Exercise prompt
From the text on Kerala Veterinary and Animal Sciences University, return word for word the passage starting with "- College of Dairy Science & Technology, Kolahalamedu, Idukki" and going on through "Wayanad (CVAS Pookode)".
──────── Source extract ────────
University in Kerala

Kerala Veterinary and Animal Sciences University (KVASU) is a university established by the Government of Kerala in December 2010 to further education, research and extension services in the field of Veterinary and Animal Sciences. The territorial jurisdiction of the university extends to the whole of the State of Kerala. Its headquarters is located at Pookode near Kalpetta in Wayanad District in Kerala State.

==Constituent colleges==
There are eight constituent colleges of the university:
- College of Veterinary & Animal Sciences, Mannuthy, Thrissur (CVAS Mannuthy)
- College of Dairy Science & Technology, Kolahalamedu, Idukki (CDST Kolahalamedu)
- College of Dairy Science & Technology, Pookode, Wayanad (CDST Pookode)
- Dr. Verghese Kurien Institute of Dairy & Food Technology, Mannuthy, Thrissur (VKIDFT Mannuthy)
- College of Veterinary & Animal Sciences, Pookode, Wayanad (CVAS Pookode)
- College of Avian Sciences & Management, Thiruvazhamkunnu, Palakkad (CASM Thiruvazhamkunnu)
- College of Dairy Science & Technology, Kaimanam, Thiruvananthapuram (CDST Kaimanam)
Dr B Ashok, an alumnus of College of Veterinary and Animal Sciences at Mannuthy, is the first Vice-Chancellor of the university.

The foundation stone-laying ceremony of the administrative block of the university was held on 2 August 2010 by V.S. Achuthanandan, the then Chief Minister of Kerala.

==One-time grant of Rs.100 crore to KVASU==
The newly formed Kerala Veterinary and Animal Sciences University has been allocated an amount of Rs. 100 crore in the Union Budget for 2011–12. This is a one-time grant for the development of the potential in veterinary and animal sciences research in the new university. The grant is to be used for developing eight research schools in the veterinary colleges at Mannuthy and Pookode and the dairy science college at Mannuthy: animal production biotechnology; bio-energy and farm waste management; zoonoses and public health; patho-biological sciences and ethno-pharmacology; new media and research; avian sciences; and instrumentation and engineering.

==Institutions under KVASU==
1. College of Dairy Science and Technology, Kolahalamedu, Idukki
2. College of Dairy Science and Technology, Pookode, Wayanad
3. Verghese Kurien Institute of Dairy and Food Technology, Mannuthy.
4. College of Veterinary and Animal Sciences, Pookode, Wayanad.
5. College of Avian Sciences and Management, Thiruvazhamkunnu, Palakkad.
6. College of Dairy Science and Technology, BSNL RTTC, Kaimanam, Thiruvananthapuram.
──────── Information provided ────────
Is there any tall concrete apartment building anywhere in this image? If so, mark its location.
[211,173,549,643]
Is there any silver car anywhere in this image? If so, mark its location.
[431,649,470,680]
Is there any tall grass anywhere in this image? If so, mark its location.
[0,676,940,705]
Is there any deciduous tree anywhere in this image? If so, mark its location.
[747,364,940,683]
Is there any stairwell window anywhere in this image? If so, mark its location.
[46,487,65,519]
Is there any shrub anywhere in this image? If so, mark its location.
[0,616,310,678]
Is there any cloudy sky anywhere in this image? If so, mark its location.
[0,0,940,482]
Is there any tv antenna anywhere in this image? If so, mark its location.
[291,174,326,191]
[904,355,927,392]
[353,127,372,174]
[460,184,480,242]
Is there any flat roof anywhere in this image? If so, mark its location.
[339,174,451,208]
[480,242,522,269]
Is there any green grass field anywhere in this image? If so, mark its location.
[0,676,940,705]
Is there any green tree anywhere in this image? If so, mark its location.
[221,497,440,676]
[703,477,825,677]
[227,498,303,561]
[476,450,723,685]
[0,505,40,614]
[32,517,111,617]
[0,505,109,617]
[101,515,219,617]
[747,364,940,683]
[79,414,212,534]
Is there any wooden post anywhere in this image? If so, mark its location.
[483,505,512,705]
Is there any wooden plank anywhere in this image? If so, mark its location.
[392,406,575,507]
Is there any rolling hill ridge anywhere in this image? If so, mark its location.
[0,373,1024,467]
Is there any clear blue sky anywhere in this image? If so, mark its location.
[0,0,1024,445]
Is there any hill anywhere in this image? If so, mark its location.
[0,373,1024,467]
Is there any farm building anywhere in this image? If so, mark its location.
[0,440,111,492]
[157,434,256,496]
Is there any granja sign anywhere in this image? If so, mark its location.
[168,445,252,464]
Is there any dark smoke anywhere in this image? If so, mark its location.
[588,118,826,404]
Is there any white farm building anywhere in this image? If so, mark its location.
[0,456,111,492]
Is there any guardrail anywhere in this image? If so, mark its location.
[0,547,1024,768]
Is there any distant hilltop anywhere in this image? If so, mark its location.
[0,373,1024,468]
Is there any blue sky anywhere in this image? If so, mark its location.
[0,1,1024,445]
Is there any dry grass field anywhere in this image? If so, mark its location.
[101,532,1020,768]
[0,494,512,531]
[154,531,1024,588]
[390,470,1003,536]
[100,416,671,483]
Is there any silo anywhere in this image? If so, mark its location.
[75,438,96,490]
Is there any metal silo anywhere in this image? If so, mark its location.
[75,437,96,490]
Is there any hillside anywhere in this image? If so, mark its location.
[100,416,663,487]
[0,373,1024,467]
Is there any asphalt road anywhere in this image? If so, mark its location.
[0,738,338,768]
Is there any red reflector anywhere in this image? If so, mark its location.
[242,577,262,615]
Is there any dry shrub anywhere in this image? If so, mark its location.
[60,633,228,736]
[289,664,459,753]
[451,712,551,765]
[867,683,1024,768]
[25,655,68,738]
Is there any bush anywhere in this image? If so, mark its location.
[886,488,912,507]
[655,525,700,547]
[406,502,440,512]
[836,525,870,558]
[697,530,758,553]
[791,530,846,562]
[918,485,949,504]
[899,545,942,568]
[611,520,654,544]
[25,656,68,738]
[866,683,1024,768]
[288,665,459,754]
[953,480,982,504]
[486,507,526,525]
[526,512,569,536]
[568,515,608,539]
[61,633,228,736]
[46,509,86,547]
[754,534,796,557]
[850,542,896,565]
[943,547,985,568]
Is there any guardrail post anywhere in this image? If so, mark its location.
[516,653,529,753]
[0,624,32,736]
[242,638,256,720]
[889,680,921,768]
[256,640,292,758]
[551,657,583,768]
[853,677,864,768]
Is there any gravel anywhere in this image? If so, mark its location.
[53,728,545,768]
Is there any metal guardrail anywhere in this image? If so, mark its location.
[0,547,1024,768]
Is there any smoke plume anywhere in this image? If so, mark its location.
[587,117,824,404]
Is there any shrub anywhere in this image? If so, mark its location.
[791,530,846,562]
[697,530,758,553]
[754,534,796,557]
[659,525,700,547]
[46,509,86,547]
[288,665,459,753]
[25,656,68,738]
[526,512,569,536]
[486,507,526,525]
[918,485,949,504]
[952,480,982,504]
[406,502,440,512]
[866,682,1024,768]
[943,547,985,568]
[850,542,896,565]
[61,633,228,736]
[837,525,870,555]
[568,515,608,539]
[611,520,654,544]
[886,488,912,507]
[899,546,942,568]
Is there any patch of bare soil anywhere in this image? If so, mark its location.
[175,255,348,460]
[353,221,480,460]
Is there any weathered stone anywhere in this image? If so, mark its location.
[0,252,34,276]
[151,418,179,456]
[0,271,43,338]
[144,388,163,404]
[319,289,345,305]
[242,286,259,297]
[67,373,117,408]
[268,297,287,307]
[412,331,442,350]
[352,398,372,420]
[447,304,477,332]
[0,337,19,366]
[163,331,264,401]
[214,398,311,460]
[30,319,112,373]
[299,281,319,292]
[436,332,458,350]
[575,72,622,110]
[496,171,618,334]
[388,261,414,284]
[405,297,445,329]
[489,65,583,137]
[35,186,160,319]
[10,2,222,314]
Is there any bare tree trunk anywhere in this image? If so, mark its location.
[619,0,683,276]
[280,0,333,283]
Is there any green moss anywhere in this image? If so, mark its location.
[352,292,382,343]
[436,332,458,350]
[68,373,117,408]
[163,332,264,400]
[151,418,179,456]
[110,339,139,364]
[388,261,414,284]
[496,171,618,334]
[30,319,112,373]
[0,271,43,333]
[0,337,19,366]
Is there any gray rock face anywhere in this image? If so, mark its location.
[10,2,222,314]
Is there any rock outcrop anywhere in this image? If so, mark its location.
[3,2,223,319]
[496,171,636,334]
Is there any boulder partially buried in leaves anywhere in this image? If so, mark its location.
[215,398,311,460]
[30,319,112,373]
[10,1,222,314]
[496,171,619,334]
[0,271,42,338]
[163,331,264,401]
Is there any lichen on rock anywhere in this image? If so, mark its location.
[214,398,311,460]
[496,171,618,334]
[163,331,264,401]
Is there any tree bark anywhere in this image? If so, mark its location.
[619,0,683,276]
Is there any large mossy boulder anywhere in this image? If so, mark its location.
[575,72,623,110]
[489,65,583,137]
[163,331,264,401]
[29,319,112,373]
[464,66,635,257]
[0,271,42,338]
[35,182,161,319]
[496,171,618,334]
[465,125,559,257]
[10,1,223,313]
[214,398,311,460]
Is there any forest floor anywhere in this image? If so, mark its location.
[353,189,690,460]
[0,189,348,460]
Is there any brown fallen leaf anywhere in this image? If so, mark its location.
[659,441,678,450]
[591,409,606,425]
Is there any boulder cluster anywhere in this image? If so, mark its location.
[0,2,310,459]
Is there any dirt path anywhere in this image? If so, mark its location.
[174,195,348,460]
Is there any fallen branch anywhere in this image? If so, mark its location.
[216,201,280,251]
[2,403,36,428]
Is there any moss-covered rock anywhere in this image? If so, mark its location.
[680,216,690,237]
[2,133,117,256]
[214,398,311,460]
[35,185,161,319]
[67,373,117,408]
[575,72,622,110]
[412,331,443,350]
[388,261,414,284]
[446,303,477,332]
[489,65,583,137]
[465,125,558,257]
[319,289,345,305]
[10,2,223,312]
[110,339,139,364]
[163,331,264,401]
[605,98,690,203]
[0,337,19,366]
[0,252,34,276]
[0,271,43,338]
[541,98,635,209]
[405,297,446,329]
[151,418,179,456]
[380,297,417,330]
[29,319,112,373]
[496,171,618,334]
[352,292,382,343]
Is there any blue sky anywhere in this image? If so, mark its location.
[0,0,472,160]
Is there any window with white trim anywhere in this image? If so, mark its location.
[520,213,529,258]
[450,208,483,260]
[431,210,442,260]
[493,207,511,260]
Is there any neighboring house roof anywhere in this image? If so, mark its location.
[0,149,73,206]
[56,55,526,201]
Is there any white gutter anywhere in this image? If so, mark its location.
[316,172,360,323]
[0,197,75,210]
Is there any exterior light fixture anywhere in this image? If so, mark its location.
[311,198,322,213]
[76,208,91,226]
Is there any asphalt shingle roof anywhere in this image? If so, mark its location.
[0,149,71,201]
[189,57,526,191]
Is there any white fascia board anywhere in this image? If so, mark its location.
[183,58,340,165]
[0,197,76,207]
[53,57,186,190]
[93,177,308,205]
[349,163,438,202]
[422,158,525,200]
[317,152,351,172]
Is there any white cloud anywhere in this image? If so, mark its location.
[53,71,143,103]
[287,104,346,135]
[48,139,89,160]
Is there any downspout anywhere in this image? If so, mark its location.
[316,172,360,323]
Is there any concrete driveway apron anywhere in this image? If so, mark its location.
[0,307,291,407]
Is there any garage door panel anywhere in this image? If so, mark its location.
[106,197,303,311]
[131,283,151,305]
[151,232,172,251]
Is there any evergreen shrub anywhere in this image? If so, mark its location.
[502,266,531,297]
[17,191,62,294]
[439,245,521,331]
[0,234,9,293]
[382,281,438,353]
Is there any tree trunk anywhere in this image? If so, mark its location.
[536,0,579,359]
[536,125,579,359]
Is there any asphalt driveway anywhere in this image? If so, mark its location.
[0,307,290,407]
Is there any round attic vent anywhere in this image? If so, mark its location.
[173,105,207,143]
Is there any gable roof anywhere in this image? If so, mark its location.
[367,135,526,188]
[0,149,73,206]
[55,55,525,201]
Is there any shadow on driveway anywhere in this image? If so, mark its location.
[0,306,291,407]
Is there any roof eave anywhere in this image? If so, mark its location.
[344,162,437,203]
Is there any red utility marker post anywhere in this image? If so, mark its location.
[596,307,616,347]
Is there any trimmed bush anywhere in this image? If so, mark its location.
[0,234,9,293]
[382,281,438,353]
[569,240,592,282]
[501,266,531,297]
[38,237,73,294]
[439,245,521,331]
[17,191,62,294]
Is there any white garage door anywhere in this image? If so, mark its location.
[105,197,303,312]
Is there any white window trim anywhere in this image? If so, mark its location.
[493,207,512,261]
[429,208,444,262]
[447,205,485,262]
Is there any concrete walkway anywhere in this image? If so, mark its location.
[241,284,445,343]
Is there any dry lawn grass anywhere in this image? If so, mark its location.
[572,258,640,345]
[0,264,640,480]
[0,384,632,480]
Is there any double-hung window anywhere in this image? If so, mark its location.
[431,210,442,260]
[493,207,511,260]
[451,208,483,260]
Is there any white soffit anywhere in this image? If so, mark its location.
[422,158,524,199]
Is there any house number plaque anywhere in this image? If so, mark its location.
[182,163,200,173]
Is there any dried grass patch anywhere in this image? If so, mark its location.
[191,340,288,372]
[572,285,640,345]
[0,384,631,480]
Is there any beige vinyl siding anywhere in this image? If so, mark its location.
────────
Response to the exercise
- College of Dairy Science & Technology, Kolahalamedu, Idukki (CDST Kolahalamedu)
- College of Dairy Science & Technology, Pookode, Wayanad (CDST Pookode)
- Dr. Verghese Kurien Institute of Dairy & Food Technology, Mannuthy, Thrissur (VKIDFT Mannuthy)
- College of Veterinary & Animal Sciences, Pookode, Wayanad (CVAS Pookode)